### Problem details
Tell how many lines in the data below include the word "wooden". The answer is the number only.

### Study material
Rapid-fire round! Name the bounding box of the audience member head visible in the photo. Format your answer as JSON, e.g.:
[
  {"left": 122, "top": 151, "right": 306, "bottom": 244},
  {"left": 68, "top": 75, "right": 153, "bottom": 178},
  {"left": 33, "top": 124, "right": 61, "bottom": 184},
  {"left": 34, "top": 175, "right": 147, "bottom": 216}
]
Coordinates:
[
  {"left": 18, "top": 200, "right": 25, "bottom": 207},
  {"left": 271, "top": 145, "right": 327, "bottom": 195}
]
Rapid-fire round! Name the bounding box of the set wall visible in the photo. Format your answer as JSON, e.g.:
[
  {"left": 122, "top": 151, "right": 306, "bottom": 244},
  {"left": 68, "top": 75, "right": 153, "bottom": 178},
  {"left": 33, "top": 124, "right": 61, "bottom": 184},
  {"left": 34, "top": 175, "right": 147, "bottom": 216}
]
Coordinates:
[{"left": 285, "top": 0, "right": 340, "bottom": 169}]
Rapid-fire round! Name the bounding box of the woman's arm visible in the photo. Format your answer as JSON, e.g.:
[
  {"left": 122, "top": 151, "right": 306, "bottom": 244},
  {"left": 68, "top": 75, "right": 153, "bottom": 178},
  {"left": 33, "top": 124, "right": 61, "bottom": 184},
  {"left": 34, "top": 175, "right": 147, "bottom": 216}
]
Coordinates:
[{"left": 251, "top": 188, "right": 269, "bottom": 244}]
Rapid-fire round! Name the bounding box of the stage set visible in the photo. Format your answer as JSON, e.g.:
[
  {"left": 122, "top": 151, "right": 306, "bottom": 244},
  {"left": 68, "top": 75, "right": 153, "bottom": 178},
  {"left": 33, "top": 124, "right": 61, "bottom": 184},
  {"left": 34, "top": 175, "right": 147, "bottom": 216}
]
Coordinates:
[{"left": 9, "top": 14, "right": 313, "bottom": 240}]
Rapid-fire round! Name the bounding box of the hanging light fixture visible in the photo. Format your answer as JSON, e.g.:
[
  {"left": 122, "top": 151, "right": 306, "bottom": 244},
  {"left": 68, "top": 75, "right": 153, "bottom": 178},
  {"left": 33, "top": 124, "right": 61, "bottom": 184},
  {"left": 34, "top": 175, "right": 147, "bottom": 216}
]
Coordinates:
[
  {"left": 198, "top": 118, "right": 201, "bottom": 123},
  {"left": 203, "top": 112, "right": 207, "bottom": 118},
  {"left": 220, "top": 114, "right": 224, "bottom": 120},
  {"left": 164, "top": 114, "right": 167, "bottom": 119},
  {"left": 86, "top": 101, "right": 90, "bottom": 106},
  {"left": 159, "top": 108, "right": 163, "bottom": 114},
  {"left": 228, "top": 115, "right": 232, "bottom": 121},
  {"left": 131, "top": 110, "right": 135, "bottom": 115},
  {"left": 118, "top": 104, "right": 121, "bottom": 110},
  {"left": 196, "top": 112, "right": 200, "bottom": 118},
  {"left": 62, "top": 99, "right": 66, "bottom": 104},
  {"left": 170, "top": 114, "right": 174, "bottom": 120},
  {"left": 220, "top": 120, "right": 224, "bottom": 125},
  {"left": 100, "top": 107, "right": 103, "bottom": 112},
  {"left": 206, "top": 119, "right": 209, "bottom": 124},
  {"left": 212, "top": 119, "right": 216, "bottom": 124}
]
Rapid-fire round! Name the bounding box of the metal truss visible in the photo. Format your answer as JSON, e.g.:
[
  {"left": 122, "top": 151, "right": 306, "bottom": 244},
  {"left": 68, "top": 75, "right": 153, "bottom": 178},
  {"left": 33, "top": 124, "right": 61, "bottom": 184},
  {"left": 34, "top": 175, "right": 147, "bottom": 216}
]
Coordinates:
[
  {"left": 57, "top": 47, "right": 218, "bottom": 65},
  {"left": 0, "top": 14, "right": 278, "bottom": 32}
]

--

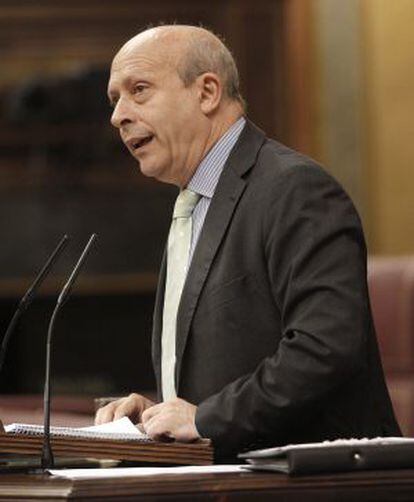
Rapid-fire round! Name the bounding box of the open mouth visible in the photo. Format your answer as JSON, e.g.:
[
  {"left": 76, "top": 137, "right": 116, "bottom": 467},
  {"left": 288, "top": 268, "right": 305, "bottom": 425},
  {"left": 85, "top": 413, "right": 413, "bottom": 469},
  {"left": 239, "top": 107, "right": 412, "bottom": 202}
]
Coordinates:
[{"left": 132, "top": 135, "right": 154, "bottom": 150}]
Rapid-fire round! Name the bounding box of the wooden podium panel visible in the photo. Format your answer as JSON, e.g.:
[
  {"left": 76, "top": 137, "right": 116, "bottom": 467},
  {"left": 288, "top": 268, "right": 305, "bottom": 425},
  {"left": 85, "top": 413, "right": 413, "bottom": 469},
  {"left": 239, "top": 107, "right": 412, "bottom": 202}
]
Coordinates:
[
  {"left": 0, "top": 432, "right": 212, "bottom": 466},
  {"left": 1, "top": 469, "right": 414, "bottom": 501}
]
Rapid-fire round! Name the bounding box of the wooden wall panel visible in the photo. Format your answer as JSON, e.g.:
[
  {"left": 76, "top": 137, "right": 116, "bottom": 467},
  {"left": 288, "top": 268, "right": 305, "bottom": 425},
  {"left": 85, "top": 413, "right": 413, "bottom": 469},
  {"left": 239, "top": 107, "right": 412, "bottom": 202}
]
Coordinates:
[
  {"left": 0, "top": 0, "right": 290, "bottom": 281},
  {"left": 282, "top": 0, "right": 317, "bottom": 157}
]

### Result of this task
2